Short task a>
Answer these questions about the Reorder List page below:
(i) What tag does the page list?
(ii) In Example 1, what is 1->2->3->4 reordered to?
(iii) What time and space complexity does the stack-based solution have?

==== Page excerpt ====

143. Reorder List

2019/10/17 Leetcode

143. Reorder List

Tags: ‘Linked List’

Given a singly linked list L: L0L1→…→Ln-1Ln,
reorder it to: L0LnL1Ln-1L2Ln-2→…

You may not modify the values in the list's nodes, only nodes itself may be changed.

Example 1:

Given 1->2->3->4, reorder it to 1->4->2->3.

Example 2:

Given 1->2->3->4->5, reorder it to 1->5->2->4->3.

Solution

  1. Reverse it by storying list in Stack.
    • O(n) time O(n) space
    • 38% 100%
class Solution {
    public void reorderList(ListNode head) {
        if (head == null || head.next == null) return;
        
        ListNode p = head; // pointer
        Deque<ListNode> stack = new ArrayDeque<>();
        while(p != null) {
            stack.push(p);
            p = p.next;
        }
        p = stack.pop();
        
        // start traverse using head and p (head and tail)

====

Short task b>
Please duplicate the entries below, beginning at the line that contains "Where can the river surface" and stopping after the final line of the entries.

==== Listing ====

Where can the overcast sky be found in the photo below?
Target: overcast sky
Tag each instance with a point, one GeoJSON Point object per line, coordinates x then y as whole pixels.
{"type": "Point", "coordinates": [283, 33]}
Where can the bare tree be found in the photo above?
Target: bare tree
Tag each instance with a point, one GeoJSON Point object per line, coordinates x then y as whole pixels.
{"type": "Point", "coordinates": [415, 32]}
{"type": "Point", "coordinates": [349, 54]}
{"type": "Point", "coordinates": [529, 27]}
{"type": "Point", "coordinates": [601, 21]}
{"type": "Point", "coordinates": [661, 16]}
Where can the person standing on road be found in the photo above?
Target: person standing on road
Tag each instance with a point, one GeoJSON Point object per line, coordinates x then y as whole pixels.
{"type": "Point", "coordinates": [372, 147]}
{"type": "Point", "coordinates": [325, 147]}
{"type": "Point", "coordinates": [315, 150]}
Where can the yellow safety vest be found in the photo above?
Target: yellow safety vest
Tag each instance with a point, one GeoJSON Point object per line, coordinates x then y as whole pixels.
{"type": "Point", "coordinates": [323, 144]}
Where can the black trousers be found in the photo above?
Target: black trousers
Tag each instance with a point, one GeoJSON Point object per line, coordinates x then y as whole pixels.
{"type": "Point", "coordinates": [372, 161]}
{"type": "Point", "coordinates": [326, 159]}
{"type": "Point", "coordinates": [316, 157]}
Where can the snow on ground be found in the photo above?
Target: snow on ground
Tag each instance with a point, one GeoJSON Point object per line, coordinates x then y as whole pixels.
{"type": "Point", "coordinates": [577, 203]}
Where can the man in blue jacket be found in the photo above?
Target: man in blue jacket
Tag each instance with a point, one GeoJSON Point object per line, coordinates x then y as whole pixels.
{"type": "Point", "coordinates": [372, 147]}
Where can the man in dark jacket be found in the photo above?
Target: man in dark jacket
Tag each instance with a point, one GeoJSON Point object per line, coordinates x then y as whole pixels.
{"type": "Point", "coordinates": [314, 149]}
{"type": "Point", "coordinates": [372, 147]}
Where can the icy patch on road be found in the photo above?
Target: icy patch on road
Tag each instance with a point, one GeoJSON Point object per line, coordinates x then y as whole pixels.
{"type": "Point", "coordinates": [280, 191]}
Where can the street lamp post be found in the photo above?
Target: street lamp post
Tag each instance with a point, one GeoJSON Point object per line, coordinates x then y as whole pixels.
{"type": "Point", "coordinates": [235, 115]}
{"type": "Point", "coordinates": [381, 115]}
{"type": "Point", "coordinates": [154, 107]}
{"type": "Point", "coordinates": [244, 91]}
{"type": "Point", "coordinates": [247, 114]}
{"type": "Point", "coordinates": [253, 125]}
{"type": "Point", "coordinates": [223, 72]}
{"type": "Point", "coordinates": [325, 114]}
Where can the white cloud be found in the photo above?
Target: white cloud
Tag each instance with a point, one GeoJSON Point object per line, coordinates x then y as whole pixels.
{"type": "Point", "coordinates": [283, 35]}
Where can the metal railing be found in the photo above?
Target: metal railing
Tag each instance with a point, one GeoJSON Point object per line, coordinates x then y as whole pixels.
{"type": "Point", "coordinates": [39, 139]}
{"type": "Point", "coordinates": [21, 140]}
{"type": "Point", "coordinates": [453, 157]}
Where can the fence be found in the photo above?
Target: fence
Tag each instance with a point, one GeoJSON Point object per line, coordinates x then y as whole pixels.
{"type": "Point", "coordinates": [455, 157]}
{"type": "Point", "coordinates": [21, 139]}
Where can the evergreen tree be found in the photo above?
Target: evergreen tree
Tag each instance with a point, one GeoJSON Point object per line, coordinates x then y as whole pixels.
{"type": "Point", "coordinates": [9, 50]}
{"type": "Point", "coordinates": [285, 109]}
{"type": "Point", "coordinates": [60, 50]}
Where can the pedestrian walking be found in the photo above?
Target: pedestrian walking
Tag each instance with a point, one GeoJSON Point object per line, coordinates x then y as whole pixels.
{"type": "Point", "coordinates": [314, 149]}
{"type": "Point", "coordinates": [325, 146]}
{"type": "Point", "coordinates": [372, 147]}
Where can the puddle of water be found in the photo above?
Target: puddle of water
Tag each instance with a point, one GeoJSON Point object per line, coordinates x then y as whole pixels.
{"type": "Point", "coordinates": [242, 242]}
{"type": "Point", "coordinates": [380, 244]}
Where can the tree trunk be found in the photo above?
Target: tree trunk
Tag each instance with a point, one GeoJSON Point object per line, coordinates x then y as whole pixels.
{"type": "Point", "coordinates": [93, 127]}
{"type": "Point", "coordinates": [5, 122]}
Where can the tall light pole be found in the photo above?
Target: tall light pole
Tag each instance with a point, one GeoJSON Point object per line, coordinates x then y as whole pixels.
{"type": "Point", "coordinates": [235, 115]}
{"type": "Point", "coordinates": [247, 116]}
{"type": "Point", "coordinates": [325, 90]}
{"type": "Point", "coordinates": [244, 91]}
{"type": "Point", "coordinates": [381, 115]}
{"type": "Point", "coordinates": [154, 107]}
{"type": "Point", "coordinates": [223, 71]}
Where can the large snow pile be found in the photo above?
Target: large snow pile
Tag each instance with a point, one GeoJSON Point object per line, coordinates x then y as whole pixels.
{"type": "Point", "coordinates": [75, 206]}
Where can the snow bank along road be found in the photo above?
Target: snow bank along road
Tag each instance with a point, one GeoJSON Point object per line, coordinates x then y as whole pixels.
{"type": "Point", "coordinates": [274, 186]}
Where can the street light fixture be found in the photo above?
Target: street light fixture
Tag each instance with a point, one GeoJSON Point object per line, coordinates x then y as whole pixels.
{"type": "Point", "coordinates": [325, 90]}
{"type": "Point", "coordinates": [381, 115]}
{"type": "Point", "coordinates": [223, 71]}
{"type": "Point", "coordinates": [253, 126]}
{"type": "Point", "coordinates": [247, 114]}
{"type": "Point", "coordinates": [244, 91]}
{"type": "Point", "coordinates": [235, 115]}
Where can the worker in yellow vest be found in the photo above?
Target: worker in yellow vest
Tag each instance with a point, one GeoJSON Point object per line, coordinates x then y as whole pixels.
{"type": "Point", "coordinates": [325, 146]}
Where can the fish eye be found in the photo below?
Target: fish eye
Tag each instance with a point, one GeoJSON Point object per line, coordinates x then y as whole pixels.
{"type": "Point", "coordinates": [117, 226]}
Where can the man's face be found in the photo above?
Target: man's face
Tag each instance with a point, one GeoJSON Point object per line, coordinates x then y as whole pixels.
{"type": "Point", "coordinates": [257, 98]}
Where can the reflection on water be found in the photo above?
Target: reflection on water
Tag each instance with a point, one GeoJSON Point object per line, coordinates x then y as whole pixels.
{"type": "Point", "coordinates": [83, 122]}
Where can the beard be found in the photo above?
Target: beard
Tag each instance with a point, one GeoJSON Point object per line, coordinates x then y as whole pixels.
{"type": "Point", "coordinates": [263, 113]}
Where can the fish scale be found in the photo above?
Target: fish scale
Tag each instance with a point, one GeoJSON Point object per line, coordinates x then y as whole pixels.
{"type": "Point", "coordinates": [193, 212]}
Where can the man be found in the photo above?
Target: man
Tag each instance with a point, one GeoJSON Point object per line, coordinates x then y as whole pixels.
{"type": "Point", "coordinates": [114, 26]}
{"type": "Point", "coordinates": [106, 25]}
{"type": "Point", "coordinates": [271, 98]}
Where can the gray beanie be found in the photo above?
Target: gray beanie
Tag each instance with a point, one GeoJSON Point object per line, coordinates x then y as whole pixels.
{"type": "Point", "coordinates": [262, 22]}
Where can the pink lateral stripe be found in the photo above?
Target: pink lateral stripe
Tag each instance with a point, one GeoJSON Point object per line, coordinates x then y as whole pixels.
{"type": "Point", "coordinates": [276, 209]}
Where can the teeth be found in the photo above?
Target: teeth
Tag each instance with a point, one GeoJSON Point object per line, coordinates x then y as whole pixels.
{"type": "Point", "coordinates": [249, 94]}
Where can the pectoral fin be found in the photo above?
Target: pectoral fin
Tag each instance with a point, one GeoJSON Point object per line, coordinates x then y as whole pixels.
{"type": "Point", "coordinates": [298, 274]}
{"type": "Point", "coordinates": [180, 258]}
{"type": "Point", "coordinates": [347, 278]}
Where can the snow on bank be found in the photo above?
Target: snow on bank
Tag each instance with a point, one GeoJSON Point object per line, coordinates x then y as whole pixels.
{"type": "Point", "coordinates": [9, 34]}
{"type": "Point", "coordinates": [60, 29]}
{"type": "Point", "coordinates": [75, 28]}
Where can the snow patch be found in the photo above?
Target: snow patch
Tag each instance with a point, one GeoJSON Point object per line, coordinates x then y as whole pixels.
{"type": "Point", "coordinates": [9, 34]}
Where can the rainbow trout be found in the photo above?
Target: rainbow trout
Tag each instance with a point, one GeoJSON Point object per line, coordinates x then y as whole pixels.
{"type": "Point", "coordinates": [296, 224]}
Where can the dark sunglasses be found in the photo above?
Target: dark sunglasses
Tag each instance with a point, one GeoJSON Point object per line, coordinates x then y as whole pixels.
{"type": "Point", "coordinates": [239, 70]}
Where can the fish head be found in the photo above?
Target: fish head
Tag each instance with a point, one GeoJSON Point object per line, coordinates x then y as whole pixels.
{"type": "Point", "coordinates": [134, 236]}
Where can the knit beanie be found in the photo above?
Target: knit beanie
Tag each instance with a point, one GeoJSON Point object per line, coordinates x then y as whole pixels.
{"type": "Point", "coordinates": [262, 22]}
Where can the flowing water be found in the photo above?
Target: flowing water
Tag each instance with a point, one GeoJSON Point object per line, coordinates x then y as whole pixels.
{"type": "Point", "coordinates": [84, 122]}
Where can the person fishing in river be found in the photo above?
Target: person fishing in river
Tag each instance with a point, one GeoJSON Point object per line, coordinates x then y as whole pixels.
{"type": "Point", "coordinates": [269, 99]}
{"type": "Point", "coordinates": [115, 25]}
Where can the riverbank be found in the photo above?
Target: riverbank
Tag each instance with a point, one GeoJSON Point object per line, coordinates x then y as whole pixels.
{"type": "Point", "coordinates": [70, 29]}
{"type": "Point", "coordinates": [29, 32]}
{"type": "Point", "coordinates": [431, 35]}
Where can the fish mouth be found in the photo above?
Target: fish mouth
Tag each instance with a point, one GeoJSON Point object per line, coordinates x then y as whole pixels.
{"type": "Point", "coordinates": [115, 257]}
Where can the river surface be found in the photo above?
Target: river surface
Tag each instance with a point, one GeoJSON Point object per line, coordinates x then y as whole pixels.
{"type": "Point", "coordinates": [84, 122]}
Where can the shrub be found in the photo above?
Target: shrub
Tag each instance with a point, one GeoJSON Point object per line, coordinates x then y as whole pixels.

====

Worked solution a>
(i) Linked List
(ii) 1->4->2->3
(iii) O(n) time and O(n) space

Worked solution b>
Where can the river surface be found in the photo above?
Target: river surface
Tag each instance with a point, one GeoJSON Point object per line, coordinates x then y as whole pixels.
{"type": "Point", "coordinates": [84, 122]}
Where can the shrub be found in the photo above?
Target: shrub
Tag each instance with a point, one GeoJSON Point object per line, coordinates x then y as whole pixels.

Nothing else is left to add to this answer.